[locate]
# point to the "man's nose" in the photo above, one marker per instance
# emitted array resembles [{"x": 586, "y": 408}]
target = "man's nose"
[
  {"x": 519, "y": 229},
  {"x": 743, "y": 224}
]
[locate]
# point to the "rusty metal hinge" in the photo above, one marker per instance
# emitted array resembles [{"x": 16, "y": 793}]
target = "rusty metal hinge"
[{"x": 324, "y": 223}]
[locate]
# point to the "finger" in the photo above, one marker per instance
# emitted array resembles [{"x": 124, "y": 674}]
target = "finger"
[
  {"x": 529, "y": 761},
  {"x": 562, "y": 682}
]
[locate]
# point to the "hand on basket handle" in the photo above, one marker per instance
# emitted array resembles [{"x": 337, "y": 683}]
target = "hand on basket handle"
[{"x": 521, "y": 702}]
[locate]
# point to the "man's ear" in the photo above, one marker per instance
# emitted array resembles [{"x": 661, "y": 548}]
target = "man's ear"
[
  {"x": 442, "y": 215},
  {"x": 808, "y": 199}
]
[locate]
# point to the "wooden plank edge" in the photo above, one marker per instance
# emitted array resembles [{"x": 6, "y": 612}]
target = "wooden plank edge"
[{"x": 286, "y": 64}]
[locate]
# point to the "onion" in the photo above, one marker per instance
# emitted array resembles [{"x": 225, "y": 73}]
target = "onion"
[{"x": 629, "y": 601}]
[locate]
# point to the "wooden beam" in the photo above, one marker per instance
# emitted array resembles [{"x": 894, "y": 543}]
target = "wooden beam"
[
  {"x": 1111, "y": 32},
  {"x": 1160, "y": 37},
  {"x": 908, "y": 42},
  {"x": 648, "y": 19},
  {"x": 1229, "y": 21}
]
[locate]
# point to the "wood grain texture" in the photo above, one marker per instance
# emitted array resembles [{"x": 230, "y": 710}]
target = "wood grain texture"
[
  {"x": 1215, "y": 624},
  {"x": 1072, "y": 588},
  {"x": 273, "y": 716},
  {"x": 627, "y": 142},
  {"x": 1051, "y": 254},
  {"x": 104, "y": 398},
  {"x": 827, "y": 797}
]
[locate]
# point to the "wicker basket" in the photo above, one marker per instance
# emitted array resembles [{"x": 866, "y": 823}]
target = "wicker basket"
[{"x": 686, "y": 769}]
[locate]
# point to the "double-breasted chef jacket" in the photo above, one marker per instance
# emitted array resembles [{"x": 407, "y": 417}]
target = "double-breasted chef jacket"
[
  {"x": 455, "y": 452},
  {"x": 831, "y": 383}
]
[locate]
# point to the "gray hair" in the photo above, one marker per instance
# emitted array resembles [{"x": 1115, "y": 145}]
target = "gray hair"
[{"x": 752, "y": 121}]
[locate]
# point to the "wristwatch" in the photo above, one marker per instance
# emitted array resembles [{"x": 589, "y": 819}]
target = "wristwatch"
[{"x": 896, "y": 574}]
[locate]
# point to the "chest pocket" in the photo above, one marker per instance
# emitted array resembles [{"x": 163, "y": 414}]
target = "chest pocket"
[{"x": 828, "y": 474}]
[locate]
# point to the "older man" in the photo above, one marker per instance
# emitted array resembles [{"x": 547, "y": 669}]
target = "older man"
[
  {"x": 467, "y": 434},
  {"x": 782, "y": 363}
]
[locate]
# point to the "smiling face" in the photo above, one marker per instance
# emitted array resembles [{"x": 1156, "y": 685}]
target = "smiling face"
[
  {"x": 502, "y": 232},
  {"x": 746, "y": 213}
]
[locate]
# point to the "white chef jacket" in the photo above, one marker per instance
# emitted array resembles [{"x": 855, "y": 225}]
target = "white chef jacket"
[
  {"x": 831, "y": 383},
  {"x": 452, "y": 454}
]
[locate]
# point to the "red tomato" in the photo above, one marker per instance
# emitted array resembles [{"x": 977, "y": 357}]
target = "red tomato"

AIM => Transcribe every entry exactly, omitting nothing.

TASK RESPONSE =>
[locate]
# point to the "man's nose" in the photo above, one marker per instance
# emitted array resembles [{"x": 586, "y": 408}]
target = "man's nose"
[
  {"x": 519, "y": 229},
  {"x": 743, "y": 224}
]
[locate]
# point to the "rusty metal hinge" in the photo above, one marker per instance
# emitted array resembles [{"x": 16, "y": 793}]
target = "rusty metal hinge"
[{"x": 324, "y": 223}]
[locate]
# point to the "finger" in the photo above, one marker per instance
# emitted array resembles [{"x": 124, "y": 674}]
target = "finger"
[
  {"x": 529, "y": 761},
  {"x": 562, "y": 682}
]
[locate]
# point to the "hand on basket handle" in the photo above, one marker per instance
# emitted array resembles [{"x": 337, "y": 683}]
target = "hand on basket handle"
[{"x": 521, "y": 702}]
[locate]
# point to the "man's ear" in the photo above, one marker per instance
# emitted array resembles [{"x": 661, "y": 548}]
target = "man's ear"
[
  {"x": 442, "y": 215},
  {"x": 808, "y": 199}
]
[locate]
# point to the "wooden plank edge" in the photo above, one marker per instance
# emitted array resembles [{"x": 6, "y": 612}]
target = "wooden plank edge"
[{"x": 286, "y": 64}]
[locate]
# point to the "onion" in the photo above, one marker per instance
# emitted array resembles [{"x": 225, "y": 73}]
target = "onion"
[{"x": 629, "y": 601}]
[locate]
# point to the "wooden beam" in the photo above, one marker per instance
# emitted array resembles [{"x": 894, "y": 543}]
target = "wooden beam"
[
  {"x": 1111, "y": 32},
  {"x": 1160, "y": 37},
  {"x": 908, "y": 42},
  {"x": 648, "y": 19},
  {"x": 1229, "y": 21}
]
[locate]
# point to the "wood grain texture" in the photo above, one marker per instance
# emitted array resembles [{"x": 230, "y": 710}]
target = "wood grain texture"
[
  {"x": 1215, "y": 624},
  {"x": 1072, "y": 588},
  {"x": 273, "y": 716},
  {"x": 627, "y": 142},
  {"x": 1051, "y": 254},
  {"x": 104, "y": 398},
  {"x": 827, "y": 797}
]
[locate]
# point to the "wicker basket" in the photo above, one marker per instance
# emitted array resembles [{"x": 866, "y": 823}]
target = "wicker basket"
[{"x": 686, "y": 769}]
[locate]
# point to the "double-breasted chef jacket" in the photo above, one marker per instance
# emitted array resembles [{"x": 407, "y": 417}]
target = "double-breasted chef jacket"
[
  {"x": 455, "y": 452},
  {"x": 831, "y": 383}
]
[locate]
# point to the "gray hair" in the photo above, one marker per instance
# emitted array resembles [{"x": 1115, "y": 145}]
target = "gray hair"
[{"x": 752, "y": 121}]
[locate]
# point to the "wristwatch" in the photo above, one marker per instance
# emitted array resembles [{"x": 589, "y": 819}]
target = "wristwatch"
[{"x": 896, "y": 574}]
[locate]
# point to the "chest pocket" in the photo above, one marker per instance
# emitted array resembles [{"x": 163, "y": 414}]
target = "chest pocket"
[{"x": 828, "y": 474}]
[locate]
# point to the "older man" in the photo above, one marker per instance
# emitted array resembles [{"x": 547, "y": 669}]
target = "older man"
[
  {"x": 467, "y": 434},
  {"x": 782, "y": 363}
]
[locate]
# point to the "smiling face" in the photo above, one marker per instance
# emitted array resembles [{"x": 1156, "y": 685}]
target = "smiling face"
[
  {"x": 502, "y": 232},
  {"x": 746, "y": 213}
]
[locate]
# point to the "white chef jacket" in the photo above, one marker per instance
# emitted array resembles [{"x": 855, "y": 225}]
target = "white chef jacket"
[
  {"x": 831, "y": 383},
  {"x": 452, "y": 454}
]
[locate]
# point to the "red tomato" in the photo above, one marker per instance
# emitted array resembles [{"x": 977, "y": 357}]
target = "red tomato"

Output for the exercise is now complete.